• _Dataset_
# # #

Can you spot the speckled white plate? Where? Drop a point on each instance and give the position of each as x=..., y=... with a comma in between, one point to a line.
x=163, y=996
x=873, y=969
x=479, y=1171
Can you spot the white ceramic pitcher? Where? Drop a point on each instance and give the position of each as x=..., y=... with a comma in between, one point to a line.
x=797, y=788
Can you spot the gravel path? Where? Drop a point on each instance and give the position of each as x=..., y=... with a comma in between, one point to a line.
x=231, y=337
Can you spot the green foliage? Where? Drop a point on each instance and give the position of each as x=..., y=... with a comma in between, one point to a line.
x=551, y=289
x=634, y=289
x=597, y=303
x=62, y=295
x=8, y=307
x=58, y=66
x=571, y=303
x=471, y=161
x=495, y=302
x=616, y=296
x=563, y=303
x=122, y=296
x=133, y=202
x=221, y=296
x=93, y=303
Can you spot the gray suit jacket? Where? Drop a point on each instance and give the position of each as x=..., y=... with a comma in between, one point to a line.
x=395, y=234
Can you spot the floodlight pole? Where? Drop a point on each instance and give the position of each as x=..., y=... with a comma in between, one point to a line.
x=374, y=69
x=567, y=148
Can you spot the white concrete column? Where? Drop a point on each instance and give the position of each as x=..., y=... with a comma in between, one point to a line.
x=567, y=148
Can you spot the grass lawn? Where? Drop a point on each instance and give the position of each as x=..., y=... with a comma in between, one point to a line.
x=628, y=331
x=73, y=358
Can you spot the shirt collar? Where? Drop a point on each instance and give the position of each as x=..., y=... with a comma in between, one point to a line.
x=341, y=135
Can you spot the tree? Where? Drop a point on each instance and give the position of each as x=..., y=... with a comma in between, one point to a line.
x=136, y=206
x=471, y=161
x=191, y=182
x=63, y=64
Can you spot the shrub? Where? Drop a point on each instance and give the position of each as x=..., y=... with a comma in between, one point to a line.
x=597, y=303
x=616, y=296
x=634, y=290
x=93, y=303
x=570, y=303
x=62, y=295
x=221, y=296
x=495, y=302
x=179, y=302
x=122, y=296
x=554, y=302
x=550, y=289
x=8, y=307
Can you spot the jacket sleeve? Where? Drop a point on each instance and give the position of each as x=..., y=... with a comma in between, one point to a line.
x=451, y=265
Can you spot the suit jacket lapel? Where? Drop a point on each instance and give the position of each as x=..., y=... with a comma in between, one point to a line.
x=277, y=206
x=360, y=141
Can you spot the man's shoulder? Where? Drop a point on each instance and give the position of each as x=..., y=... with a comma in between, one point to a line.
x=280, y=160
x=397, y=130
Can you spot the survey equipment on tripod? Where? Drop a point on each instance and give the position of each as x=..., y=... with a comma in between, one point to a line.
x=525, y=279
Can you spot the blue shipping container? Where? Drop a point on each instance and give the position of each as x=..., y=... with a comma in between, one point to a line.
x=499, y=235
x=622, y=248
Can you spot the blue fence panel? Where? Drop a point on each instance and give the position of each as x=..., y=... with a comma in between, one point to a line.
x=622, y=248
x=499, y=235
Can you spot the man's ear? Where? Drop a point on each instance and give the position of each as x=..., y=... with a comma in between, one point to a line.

# # #

Reproduce all the records precisely.

Can you spot the speckled white plate? Where? Drop a point on each instance and give the position of each as x=..., y=... with a comma in between, one point to a line.
x=163, y=996
x=873, y=969
x=479, y=1171
Can you spot the white ceramic pitcher? Where? Drop a point on each instance and give the position of each as x=..., y=... with a comma in between, one point to a line.
x=797, y=788
Can you spot the gravel path? Where? Drop a point on each instance and give the position of each as x=..., y=... with a comma in between, one point to a line.
x=231, y=337
Can you spot the green foliage? Where? Drop a point on each instance and give the position of each as x=..., y=... with a comma in between, one point to a line.
x=551, y=289
x=634, y=289
x=597, y=303
x=62, y=295
x=8, y=307
x=58, y=66
x=571, y=303
x=471, y=161
x=495, y=302
x=616, y=296
x=563, y=303
x=122, y=296
x=133, y=202
x=221, y=296
x=93, y=303
Can you spot the gray suit jacket? Where? Drop a point on each instance and give the position of each as x=..., y=... with a comma in between, one point to a line.
x=395, y=234
Can you spot the floodlight pole? Where? Drop a point on each instance and give the position of each as x=..., y=... with a comma in between, one point to a line.
x=374, y=69
x=567, y=148
Can you spot the white concrete column? Where? Drop a point on each instance and give the position of each as x=..., y=... with a comma in between, one point to a line.
x=567, y=148
Can you spot the grass lawn? Where? Drop a point on each instance and give the position of each as x=..., y=... with a comma in between, one point to a line.
x=628, y=331
x=73, y=358
Can you spot the shirt collar? Where? Drop a point on each instance and give the position of each as x=..., y=... with a comma in between, one point to a line.
x=341, y=135
Can you spot the tree? Where? Drop a point on each instance and give the position of each as x=..., y=... with a comma in between, one point to a line.
x=136, y=206
x=471, y=161
x=191, y=182
x=63, y=64
Can you spot the shrub? Where? Drop a point on each instance and give the position of each as x=..., y=... with a comma in between, one point to a line.
x=597, y=303
x=616, y=296
x=634, y=290
x=93, y=303
x=570, y=303
x=62, y=295
x=221, y=296
x=495, y=302
x=179, y=302
x=122, y=296
x=554, y=302
x=550, y=289
x=8, y=307
Can you spot the jacket sleeve? Where? Drop a point on each instance and give the position of each as x=..., y=... with a comma in between, one point to a line.
x=451, y=265
Can you spot the suit jacket lapel? Where? Drop a point on each instance and give the position of each as x=..., y=... with a comma in between, one point to a line.
x=277, y=206
x=360, y=141
Can you spot the man's shoulder? Where? Drop a point on each instance and give the position of each as x=..., y=... with a comma in between, one point to a line.
x=280, y=160
x=397, y=130
Can you spot the survey equipment on tripod? Where? Drop a point on each instance and give the position of each as x=..., y=... with a comma in between, one point to a line.
x=525, y=279
Can you spot the blue shipping container? Where? Drop a point on each instance and give the position of each as x=..., y=... with a comma in between, one point to a line.
x=499, y=235
x=622, y=248
Can you spot the blue fence panel? Where? Drop a point on each instance and give the position of each as x=..., y=... with a comma in between, one point to a line.
x=622, y=248
x=499, y=235
Can you spot the man's ear? Where? Drop a point on each instance and give the position of each as x=..., y=... with a comma in between, one point to a line.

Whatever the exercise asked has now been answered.